#### [Exercise instructions]
The entries that follow contain images, which should be left out; output everything else exactly.

#### [Records]

..........

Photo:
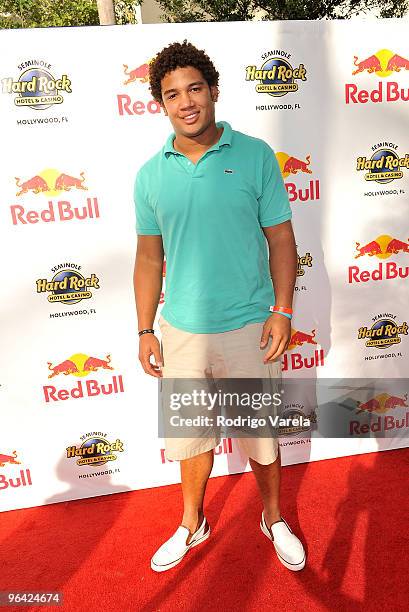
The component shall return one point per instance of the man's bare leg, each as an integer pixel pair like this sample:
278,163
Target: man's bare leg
268,481
195,473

..........

#### [Answer to this exercise]
Photo:
The component shall return one point per instance of the man's bare leg, each as an integer pixel pair like this sample:
278,163
Target: man's bare leg
268,481
195,473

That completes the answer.